══ Passage ══

Ahn Cheol-soo, the former presidential candidate of the minor opposition People's Party, broke his silence and apologized Wednesday over a fake tip-off scandal that has sullied its image as a champion of "new clean politics."
|Ahn Cheol-soo, the former presidential candidate of the minor opposition People's Party, speaks during a press conference at the party headquarters in Seoul on July 12, 2017. (Yonhap)|
The apology came hours after his former senior campaigner was arrested for an alleged role in the scandal and about a fortnight after a party member was accused of doctoring a tip-off against President Moon Jae-in's son in the runup to the May 9 vote.
"All political and moral responsibility rests with me, the then candidate, and I will take the blame," Ahn said at a press conference, noting that the scandal was "shocking" to him.
"I will have a period of deep self-reflection," he added.
The software mogul-turned-politician pledged that his party will actively cooperate with the ongoing prosecutorial probe, while pleading for a chance to let the party to get back on track.
"This (case) showed that insufficient verification (of allegations) could lead to a critical result," he said. "Beyond the issue of defamation, the case has left a blemish on our efforts for a fair election."

═══

Requirement 1 –
Answer these questions from the article on Ahn Cheol-soo's apology:
(a) Which party was Ahn Cheol-soo the former presidential candidate of?
(b) Who was arrested hours before the apology?
(c) What did Ahn pledge his party would do regarding the prosecutorial probe?

══ Data extract ══

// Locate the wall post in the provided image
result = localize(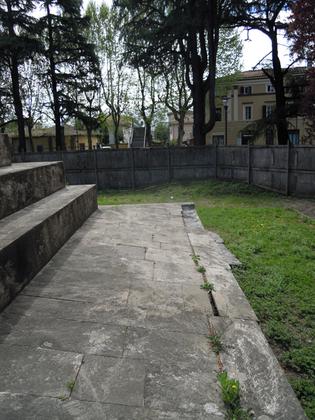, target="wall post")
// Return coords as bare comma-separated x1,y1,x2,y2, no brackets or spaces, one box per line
247,142,252,185
167,146,172,182
285,140,291,195
129,147,136,190
214,142,218,179
94,149,99,191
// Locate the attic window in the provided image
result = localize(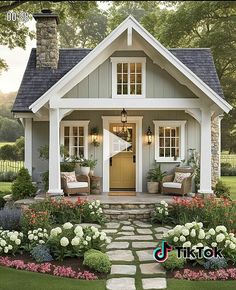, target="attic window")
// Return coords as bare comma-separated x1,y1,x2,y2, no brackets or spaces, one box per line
111,57,146,98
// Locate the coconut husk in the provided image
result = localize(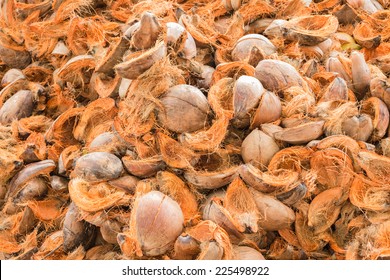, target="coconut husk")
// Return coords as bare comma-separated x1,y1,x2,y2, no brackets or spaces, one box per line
179,78,233,151
349,176,390,212
358,151,390,184
346,222,389,260
157,171,200,225
238,164,299,193
224,177,259,233
184,166,238,189
73,98,118,144
295,203,326,252
186,220,233,260
268,146,313,172
361,97,389,142
310,148,354,188
69,178,132,212
308,187,348,234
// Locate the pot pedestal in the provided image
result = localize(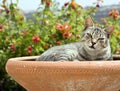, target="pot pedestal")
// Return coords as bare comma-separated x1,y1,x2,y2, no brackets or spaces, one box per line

═══

Requirement 2 – Identify every line of the entries that contains the string "provided", and copy each one out. Case counts.

Result 1 –
(a) The minor opposition People's Party.
(b) His former senior campaigner.
(c) Actively cooperate with the ongoing prosecutorial probe.

Result 2 –
// Locate the wall post in the provided image
// Locate the attic window in the provided image
// Locate the coconut husk in the provided image
// Locate the pot pedestal in the provided image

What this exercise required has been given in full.